§ REQUIREMENT
Can you write these records out again, swapping each "printed notice" for "posted sign" and changing nothing else?

(Segmentation dataset records)
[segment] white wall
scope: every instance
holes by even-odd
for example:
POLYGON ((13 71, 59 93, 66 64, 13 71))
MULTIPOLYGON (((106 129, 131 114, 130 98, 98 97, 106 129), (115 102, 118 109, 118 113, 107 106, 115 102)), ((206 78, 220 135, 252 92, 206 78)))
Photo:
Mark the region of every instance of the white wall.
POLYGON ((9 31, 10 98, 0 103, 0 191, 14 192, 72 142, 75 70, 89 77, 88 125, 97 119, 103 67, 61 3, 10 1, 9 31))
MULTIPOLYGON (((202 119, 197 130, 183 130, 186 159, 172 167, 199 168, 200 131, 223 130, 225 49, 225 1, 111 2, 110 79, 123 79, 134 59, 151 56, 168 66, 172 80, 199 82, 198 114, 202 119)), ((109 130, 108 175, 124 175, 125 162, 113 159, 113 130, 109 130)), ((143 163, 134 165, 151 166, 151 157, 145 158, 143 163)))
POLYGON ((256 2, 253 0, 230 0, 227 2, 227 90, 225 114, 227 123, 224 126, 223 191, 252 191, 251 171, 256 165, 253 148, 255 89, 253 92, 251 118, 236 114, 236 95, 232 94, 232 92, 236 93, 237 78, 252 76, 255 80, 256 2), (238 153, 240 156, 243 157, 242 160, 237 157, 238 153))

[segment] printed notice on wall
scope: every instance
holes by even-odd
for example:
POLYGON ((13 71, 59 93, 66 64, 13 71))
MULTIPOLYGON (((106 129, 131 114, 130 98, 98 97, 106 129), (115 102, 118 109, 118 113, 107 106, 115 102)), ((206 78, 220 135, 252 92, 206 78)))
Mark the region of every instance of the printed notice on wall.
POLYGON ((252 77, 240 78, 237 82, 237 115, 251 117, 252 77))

§ TASK RESPONSE
[segment] white wall
scope: every instance
holes by even-odd
for example:
POLYGON ((13 71, 59 93, 66 64, 13 71))
MULTIPOLYGON (((106 129, 131 114, 130 98, 98 97, 106 129), (115 102, 118 109, 118 113, 107 106, 115 102)), ((206 78, 220 135, 252 92, 206 78)))
Photo:
Mark the region of every instance of the white wall.
POLYGON ((9 31, 10 98, 0 103, 0 191, 14 192, 72 142, 75 70, 89 77, 88 125, 97 119, 103 67, 61 3, 10 1, 9 31))
MULTIPOLYGON (((202 119, 197 130, 183 130, 186 159, 172 167, 199 168, 200 131, 223 130, 225 49, 225 1, 111 2, 110 79, 123 79, 134 59, 151 56, 168 66, 172 80, 199 82, 198 114, 202 119)), ((109 130, 108 175, 124 175, 125 162, 113 159, 113 130, 109 130)), ((143 163, 134 165, 151 166, 151 157, 145 158, 143 163)))
POLYGON ((256 2, 253 0, 230 0, 227 2, 227 90, 225 114, 227 123, 224 126, 223 191, 252 191, 251 171, 256 165, 253 148, 255 89, 253 92, 251 118, 236 114, 236 95, 232 94, 232 92, 236 93, 237 78, 252 76, 255 80, 256 2), (238 153, 240 156, 243 157, 242 160, 237 157, 238 153))

[segment] posted sign on wall
scope: every instance
holes by even-odd
for example:
POLYGON ((13 71, 59 93, 66 64, 13 71))
MULTIPOLYGON (((106 129, 131 114, 130 98, 98 97, 106 129), (115 102, 118 109, 118 113, 107 106, 115 102)), ((206 78, 220 135, 252 92, 206 78)))
Mark the region of every instance of the posted sign on wall.
POLYGON ((252 77, 240 78, 237 82, 237 115, 251 117, 252 77))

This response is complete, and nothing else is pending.